GIVEN PROBLEM
Output the rows below as a two-column CSV with the headers "instruction" and "points", one line per row. Put each row's text and its answer in one quoted field apiece with line breaks turned into spaces, and leave the pictures out.

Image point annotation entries
========================================

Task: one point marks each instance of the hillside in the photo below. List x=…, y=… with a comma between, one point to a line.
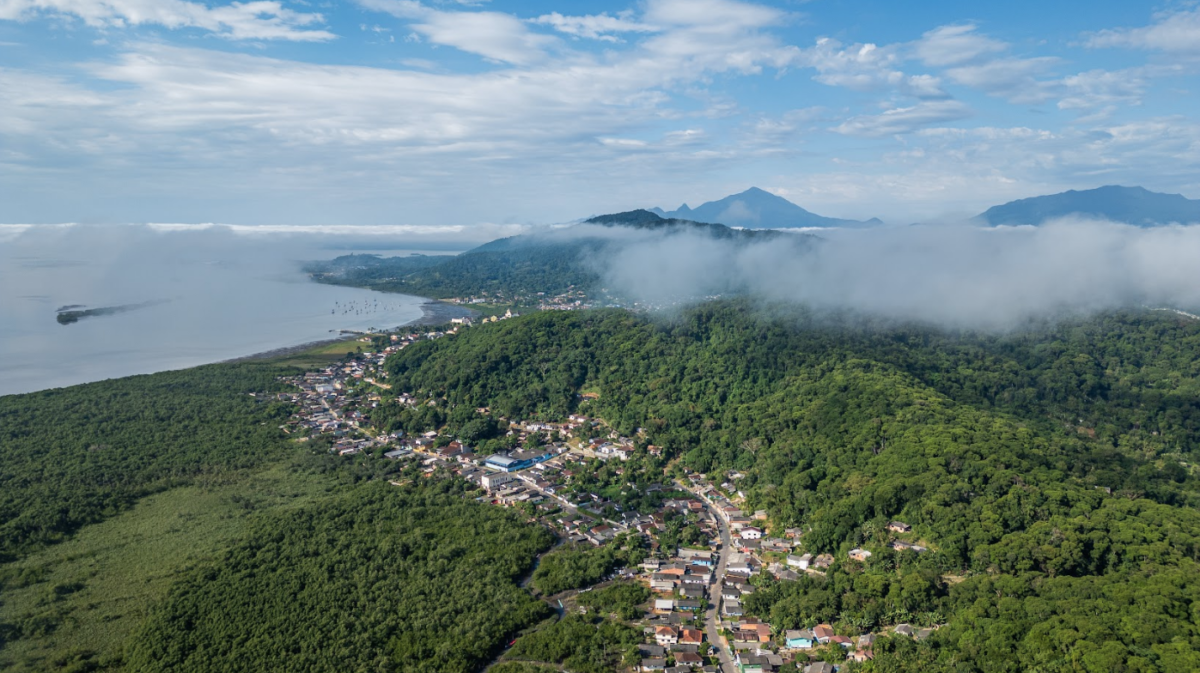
x=1131, y=205
x=1050, y=473
x=757, y=209
x=522, y=269
x=166, y=523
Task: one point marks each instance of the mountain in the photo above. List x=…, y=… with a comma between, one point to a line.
x=651, y=220
x=521, y=269
x=1132, y=205
x=757, y=209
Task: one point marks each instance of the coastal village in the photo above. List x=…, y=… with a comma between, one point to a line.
x=695, y=619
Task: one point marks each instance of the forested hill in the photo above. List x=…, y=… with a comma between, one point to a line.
x=521, y=269
x=1050, y=474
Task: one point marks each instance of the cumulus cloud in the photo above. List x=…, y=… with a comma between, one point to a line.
x=958, y=276
x=258, y=19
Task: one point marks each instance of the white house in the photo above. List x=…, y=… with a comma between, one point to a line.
x=750, y=533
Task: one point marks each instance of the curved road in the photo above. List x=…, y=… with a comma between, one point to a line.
x=714, y=592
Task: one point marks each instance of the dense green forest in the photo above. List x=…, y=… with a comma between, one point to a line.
x=78, y=455
x=1049, y=470
x=378, y=578
x=623, y=599
x=137, y=510
x=581, y=643
x=1050, y=473
x=583, y=565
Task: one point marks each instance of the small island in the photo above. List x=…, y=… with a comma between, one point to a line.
x=76, y=312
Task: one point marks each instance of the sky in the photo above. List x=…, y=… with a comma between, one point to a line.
x=501, y=113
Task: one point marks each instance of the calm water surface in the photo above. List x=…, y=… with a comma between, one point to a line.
x=215, y=300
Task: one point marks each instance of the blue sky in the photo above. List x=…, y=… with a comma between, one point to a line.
x=406, y=112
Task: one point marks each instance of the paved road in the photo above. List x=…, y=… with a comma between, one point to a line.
x=714, y=592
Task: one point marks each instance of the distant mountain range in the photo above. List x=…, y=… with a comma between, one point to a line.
x=527, y=266
x=757, y=209
x=1132, y=205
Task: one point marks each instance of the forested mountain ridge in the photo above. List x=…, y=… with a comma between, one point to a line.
x=521, y=269
x=1049, y=473
x=1132, y=205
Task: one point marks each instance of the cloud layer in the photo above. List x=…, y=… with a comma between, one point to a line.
x=481, y=112
x=955, y=276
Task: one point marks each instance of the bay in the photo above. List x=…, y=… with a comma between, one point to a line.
x=203, y=296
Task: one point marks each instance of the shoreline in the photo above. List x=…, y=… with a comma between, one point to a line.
x=433, y=312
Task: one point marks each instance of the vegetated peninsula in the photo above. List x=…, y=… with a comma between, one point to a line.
x=732, y=480
x=606, y=490
x=546, y=269
x=73, y=313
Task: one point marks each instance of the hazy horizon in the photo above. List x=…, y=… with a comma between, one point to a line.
x=504, y=112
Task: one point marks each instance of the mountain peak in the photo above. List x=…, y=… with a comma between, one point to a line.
x=759, y=209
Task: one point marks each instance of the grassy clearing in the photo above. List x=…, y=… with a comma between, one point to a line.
x=322, y=355
x=84, y=596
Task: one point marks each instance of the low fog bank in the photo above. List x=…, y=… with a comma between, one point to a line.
x=959, y=276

========================================

SOLUTION TO THIS PROBLEM
instruction,points
"Task: one point marks each instance of the hillside in the photo below. List x=…, y=… with a comma between, one point to a line.","x=1131, y=205 x=1050, y=473 x=757, y=209 x=522, y=269 x=166, y=523"
"Task: one point marks each instance of the mountain in the photo above. List x=…, y=… with a comma between, one point to a line.","x=651, y=220 x=521, y=269 x=1132, y=205 x=757, y=209"
"Task: one point marks each instance of the coastal village in the photo above. List x=…, y=… with a comma between, one point to a line.","x=695, y=619"
"Task: one point marks each instance of the forested hill in the photo above. List x=…, y=… with a comma between, one point to a line.","x=521, y=269 x=1050, y=474"
"Task: one point marks each instance of the cumulus cloud in the photo above. List x=…, y=… with a comma between, one point to a line.","x=958, y=276 x=258, y=19"
"Task: one point marks each instance of the white house in the photo above. List x=…, y=… with a comma between, one point to a line.","x=750, y=533"
"Task: one point marks each instance of the curved road in the photo above. List x=…, y=… with a comma between, one point to a line.","x=714, y=592"
"Task: one point marks each instance of the dense green forest in the photo above. List x=…, y=… with a comma between, one point to a line.","x=78, y=455 x=1049, y=470 x=378, y=578 x=623, y=599 x=137, y=510 x=581, y=643 x=1050, y=473 x=583, y=565"
"Task: one point marks each instance of the small island in the photo above. List x=…, y=… with a comma between, one point to a line.","x=76, y=312"
"Task: one point marks each instance of the sky in the photo above. List x=…, y=… with a comma between, one point to a line.","x=501, y=113"
"Task: one point marks each instance of the calm water surface in the photo above. List x=…, y=… with a comma between, one point to a line.","x=215, y=300"
"Task: one point marks each instance of the blue sky in the photo above. List x=…, y=… with a comma between, one point to a line.","x=406, y=112"
"Task: one point marks each instance of the paved road in the photo above. List x=…, y=… with a comma between, one point to a line.","x=714, y=592"
"Task: one point marks each instance of the distant mountain range in the photo above. List x=…, y=… with a comma between, one point to a line.","x=527, y=266 x=757, y=209 x=1132, y=205"
"Task: one point marks each instance of the forested mountain ridge in the photo above. List x=…, y=… with a comma between, one point to a line.","x=521, y=269 x=1049, y=473 x=1132, y=205"
"Task: one point marks each instance of the cloud layer in the photo above. List x=…, y=… with a comma between, one point to a line.","x=481, y=112 x=955, y=276"
"Task: one point marks each instance of the bay in the photo above. List x=…, y=… with a comma between, one point to a line.","x=203, y=296"
"Task: one point marks each instance of the shoreline in the photo above. List x=…, y=… with a comma between, one point to a line.","x=433, y=312"
"Task: one point marks each instance of the vegetated peninsula in the photo above. List x=…, y=… with a comma between, one point to a line.","x=732, y=480 x=606, y=490 x=546, y=269 x=73, y=313"
"Task: one point marks each instance of the hazy horizon in the photo above. List x=…, y=… with a comma between, one point to a line.","x=504, y=112"
"Task: one point marks each instance of the mountain peak in the photo above. List x=…, y=… with a comma between, one point to a line.","x=759, y=209"
"Task: one point marks each instance of the grassy clearing in the photo above. List x=…, y=… with a comma between, one point to a line.","x=322, y=355 x=84, y=596"
"Task: one point marks each instance of the low fog bank in the photo above. List x=…, y=… with a comma between, one point to a line.","x=959, y=276"